## start EXTRACTED TEXT
From 1964 to 1988, black students in the South who attended majority white schools rose from 2.3% to 43.5%, indicating a massive scale of integration in the region after the initial pushback from the Brown decision (Fighting School Resegregation). In 1968, 78% of black students attended virtually all minority schools in the South. In 1988, right before the boom in resegregation during the 1990’s, this number dropped drastically to 24%. By 2001, after the 1990’s, the number had risen back up to 41%. In the Northeast during the same period, black students who attended virtually all minority schools rose from 42% in 1968 to to 48% in 1988 and then to 52% in 2001 (Civil Rights Project). This suggests that, while integration efforts between the 1960’s and the 1990’s were successful in the South, the Northeast was gradually becoming more segregated. Until the 1990’s, the South was home to the greatest declines in segregation since the Brown ruling.  Despite this, the South experienced the largest increase in segregation for black students over the course of the 1990’s (American Educational Research Association). Over the course of the decade, the South had experienced an increase in black students attending virtually all minority schools of 17%, while the Northeast experienced a rise of only 3% (Civil Rights Project). The 1990’s were not only a period of resegregation in the South, but this trend occurred nationally as well. During this critical decade, the percentage of blacks who were attending majority white schools went down 13%, reaching its lowest point since 1968. In 2000, 17% of black students attended majority white schools. At the the same time, whites had become the most segregated racial group, attending, on average, a public school that was 80% white. By this time, the average black student was attending a school that was 33% white (Fighting School Resegregation). Black students found themselves increasingly in schools with higher minority populations and lower white populations, while white students were being segregated at alarming rates into all virtually all white schools throughout the course of the 1990s. By the end of the decade, white, latino, and black students found themselves segregated from their peers of other races at alarming rates.
## end EXTRACTED TEXT
According to the passage on school segregation, what percentage of black students in the South attended virtually all minority schools in 1968?
## start RECORDS SUPPLIED
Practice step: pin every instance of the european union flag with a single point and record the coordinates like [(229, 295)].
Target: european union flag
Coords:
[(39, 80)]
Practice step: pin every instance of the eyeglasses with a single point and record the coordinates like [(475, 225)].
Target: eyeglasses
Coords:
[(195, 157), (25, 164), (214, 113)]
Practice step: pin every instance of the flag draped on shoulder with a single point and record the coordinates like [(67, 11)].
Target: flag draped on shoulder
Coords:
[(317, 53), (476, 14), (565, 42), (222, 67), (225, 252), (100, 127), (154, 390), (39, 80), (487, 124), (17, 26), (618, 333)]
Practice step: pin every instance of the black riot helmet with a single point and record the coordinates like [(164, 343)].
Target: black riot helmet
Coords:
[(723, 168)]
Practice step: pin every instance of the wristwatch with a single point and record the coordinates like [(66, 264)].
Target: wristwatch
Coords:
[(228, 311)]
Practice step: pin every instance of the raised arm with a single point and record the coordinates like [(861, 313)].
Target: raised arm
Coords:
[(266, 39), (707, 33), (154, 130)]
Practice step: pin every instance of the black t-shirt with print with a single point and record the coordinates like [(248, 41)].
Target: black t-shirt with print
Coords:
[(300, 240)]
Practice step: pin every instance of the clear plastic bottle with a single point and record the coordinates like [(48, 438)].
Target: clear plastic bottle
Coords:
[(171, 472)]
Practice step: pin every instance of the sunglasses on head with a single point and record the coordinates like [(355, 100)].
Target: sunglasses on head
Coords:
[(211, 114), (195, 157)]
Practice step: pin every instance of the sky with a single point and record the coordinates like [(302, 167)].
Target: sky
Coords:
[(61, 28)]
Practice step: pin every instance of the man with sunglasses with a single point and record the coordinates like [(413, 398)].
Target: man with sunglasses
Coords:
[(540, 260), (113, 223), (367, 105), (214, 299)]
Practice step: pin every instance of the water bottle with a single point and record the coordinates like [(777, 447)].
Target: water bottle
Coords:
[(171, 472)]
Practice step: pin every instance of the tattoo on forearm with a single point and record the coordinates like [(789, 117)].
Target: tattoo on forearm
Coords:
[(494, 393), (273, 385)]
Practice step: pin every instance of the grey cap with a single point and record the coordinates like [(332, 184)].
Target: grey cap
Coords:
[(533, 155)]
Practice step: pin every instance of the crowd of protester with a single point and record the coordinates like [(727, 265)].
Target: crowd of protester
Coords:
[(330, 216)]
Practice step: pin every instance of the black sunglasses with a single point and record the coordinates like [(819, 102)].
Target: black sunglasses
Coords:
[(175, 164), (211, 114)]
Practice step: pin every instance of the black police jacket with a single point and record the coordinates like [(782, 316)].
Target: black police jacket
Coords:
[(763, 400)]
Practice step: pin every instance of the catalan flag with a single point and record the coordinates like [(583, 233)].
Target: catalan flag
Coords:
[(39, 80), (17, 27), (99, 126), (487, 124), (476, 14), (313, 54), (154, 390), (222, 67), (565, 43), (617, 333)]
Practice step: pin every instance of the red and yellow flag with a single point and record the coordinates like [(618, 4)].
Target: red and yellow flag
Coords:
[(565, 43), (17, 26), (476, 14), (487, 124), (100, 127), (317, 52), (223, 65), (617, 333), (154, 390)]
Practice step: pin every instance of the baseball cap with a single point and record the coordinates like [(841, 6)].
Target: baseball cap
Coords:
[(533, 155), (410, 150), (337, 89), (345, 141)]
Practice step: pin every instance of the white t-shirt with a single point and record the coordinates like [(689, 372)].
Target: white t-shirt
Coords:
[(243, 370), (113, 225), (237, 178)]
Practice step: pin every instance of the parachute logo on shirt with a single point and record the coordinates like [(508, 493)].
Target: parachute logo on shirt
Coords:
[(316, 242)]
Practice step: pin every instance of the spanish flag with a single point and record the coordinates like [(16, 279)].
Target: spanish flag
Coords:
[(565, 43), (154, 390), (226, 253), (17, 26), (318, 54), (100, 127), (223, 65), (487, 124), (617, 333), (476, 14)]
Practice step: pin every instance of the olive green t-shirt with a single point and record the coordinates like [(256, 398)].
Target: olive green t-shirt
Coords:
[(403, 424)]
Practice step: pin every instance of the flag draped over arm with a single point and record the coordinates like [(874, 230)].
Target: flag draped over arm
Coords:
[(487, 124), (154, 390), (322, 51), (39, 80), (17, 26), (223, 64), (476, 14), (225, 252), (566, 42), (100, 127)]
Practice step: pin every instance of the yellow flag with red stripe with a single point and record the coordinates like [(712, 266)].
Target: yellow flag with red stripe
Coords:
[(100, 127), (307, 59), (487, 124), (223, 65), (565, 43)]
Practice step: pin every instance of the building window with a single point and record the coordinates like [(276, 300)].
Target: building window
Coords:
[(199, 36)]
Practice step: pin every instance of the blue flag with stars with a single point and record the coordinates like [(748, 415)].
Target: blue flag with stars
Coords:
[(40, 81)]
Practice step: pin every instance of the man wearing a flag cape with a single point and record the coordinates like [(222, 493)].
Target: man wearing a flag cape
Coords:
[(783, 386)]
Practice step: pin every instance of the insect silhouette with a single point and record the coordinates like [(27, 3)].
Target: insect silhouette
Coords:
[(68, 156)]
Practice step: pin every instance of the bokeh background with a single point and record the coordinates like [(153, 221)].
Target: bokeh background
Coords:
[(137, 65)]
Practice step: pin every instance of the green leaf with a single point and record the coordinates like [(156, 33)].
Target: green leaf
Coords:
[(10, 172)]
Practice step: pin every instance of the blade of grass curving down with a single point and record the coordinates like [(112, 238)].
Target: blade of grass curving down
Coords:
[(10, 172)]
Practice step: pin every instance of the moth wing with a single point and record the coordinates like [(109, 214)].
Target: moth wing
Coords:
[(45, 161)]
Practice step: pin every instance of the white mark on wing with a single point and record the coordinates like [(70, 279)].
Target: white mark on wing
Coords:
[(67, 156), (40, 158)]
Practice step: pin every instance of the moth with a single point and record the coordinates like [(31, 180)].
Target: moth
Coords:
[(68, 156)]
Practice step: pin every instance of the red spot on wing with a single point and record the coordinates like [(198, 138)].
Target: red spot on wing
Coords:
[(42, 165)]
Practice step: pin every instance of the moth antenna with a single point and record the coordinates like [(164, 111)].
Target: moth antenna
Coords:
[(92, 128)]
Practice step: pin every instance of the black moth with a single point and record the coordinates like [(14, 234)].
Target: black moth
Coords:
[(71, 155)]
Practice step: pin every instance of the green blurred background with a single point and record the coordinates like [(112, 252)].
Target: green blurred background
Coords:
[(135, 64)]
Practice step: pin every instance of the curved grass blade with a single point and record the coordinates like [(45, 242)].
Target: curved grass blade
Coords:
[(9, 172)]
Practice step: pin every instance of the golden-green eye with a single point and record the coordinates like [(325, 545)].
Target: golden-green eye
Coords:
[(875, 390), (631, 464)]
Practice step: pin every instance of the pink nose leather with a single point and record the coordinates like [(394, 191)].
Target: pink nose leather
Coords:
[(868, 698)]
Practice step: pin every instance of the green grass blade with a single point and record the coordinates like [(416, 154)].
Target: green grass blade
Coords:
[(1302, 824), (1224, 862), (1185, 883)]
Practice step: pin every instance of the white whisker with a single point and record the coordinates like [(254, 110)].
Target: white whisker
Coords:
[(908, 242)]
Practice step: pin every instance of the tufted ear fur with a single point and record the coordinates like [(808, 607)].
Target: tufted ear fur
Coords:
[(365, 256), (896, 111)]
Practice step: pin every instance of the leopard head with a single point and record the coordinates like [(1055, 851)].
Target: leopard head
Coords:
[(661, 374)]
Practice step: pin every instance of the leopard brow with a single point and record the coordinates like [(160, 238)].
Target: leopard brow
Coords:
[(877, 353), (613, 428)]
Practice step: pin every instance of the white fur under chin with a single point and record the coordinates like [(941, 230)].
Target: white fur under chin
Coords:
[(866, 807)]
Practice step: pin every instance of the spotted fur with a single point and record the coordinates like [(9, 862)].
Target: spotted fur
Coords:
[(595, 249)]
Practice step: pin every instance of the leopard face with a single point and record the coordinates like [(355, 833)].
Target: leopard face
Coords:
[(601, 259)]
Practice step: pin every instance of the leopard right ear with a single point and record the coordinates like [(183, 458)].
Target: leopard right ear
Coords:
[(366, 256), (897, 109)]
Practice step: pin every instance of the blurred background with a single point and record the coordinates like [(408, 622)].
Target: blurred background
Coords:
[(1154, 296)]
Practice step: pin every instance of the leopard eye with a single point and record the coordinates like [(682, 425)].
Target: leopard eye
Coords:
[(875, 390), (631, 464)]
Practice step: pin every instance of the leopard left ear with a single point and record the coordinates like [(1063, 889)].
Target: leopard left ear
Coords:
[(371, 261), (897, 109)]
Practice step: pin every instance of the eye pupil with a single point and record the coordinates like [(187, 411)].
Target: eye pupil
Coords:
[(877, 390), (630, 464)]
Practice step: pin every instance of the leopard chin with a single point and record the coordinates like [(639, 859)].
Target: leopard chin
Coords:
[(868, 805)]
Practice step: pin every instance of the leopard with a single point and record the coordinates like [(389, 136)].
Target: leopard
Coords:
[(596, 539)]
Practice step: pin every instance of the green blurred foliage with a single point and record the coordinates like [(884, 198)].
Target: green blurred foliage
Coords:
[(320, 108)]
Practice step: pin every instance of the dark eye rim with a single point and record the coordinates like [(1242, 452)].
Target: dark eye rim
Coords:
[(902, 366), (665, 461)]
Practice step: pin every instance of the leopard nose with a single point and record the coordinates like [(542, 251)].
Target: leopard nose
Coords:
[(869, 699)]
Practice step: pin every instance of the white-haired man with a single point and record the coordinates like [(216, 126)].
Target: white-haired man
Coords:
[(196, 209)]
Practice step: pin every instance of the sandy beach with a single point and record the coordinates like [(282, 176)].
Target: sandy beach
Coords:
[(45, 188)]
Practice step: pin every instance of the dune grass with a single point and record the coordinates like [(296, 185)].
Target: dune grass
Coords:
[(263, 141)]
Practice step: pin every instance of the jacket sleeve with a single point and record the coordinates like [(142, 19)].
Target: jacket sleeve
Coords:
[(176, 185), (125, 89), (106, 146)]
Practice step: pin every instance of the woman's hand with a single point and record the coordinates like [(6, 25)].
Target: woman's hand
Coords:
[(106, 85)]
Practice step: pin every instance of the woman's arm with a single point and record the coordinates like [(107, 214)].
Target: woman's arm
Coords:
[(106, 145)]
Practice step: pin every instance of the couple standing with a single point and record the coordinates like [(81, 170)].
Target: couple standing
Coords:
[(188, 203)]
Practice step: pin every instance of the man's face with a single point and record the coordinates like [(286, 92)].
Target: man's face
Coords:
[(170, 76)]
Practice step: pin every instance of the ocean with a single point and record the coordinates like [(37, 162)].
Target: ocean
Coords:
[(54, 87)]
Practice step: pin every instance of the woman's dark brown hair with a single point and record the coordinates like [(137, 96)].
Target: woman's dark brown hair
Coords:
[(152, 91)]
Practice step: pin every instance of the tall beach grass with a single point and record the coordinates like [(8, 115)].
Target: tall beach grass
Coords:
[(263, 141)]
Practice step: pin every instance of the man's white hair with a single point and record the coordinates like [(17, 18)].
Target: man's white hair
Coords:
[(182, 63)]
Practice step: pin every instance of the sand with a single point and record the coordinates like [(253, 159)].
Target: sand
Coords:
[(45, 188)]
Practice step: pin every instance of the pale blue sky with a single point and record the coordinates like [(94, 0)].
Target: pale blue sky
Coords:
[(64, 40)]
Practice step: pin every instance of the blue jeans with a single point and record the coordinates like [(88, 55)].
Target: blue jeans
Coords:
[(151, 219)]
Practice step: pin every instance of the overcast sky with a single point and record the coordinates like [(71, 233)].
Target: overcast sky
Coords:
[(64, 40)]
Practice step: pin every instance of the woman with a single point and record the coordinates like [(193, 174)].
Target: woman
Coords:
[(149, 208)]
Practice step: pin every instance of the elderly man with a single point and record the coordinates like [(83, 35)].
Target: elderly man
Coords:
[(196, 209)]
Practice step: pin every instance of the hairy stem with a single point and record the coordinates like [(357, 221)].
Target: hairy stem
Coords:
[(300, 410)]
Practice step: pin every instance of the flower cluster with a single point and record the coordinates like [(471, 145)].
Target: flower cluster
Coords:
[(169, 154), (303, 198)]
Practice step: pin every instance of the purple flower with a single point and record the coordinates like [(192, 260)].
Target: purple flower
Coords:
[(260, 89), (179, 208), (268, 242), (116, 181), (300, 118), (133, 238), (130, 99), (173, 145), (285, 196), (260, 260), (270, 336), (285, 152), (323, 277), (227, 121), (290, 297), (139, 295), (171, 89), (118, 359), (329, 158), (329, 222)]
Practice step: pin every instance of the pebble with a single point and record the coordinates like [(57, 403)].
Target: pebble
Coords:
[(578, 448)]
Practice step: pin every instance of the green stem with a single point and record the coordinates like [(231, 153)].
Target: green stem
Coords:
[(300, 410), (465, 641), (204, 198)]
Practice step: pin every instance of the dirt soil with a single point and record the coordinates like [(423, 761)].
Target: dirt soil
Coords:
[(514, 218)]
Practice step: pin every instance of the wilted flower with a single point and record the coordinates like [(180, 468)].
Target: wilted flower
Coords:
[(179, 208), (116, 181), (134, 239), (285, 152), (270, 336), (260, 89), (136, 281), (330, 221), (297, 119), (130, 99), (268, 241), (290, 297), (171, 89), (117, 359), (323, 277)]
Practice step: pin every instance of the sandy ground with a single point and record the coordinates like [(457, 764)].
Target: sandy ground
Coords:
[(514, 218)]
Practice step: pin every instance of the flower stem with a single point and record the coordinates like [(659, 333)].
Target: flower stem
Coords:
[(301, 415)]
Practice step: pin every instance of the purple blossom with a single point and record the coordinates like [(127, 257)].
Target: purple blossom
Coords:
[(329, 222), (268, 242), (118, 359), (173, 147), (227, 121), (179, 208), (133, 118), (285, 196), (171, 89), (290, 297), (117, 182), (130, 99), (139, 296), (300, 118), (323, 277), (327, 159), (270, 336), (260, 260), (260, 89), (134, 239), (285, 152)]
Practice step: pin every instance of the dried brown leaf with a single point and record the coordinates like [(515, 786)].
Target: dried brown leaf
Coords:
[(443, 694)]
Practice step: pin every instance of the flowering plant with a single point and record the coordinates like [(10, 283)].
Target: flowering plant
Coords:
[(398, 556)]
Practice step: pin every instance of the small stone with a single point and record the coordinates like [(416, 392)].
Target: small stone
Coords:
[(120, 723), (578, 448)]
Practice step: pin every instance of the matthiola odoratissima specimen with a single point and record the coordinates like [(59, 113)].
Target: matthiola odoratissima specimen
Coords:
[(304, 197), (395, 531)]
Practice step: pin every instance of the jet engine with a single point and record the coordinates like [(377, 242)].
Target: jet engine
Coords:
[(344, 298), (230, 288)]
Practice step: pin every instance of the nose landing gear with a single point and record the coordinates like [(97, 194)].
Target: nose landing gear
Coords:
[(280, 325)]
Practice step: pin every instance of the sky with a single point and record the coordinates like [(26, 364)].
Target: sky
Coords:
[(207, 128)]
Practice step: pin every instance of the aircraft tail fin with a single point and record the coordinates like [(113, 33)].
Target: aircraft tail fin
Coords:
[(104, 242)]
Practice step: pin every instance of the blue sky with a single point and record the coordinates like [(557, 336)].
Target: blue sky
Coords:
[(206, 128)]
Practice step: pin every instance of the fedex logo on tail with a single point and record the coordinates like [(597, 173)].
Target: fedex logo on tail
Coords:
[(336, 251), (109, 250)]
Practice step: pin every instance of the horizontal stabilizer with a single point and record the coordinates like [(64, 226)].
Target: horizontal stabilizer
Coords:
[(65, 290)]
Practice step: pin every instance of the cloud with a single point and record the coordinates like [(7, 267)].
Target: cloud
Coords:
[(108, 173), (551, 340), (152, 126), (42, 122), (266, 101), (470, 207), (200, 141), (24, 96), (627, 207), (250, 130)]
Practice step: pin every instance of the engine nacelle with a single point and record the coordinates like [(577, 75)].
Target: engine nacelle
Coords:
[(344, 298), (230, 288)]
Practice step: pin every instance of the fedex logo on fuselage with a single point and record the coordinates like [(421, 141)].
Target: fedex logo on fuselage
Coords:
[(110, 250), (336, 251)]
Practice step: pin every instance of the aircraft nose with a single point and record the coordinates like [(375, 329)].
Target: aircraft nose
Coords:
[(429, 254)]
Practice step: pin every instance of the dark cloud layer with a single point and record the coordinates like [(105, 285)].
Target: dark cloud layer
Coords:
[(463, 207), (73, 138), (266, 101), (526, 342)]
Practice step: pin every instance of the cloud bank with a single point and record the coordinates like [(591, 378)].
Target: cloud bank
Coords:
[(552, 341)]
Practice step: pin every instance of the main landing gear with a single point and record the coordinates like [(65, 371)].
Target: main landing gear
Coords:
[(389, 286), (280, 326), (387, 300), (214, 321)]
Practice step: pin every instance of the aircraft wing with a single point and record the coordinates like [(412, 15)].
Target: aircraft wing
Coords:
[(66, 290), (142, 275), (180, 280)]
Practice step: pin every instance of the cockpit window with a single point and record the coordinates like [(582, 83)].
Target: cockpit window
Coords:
## end RECORDS SUPPLIED
RESULT FOR THIS EXERCISE
78%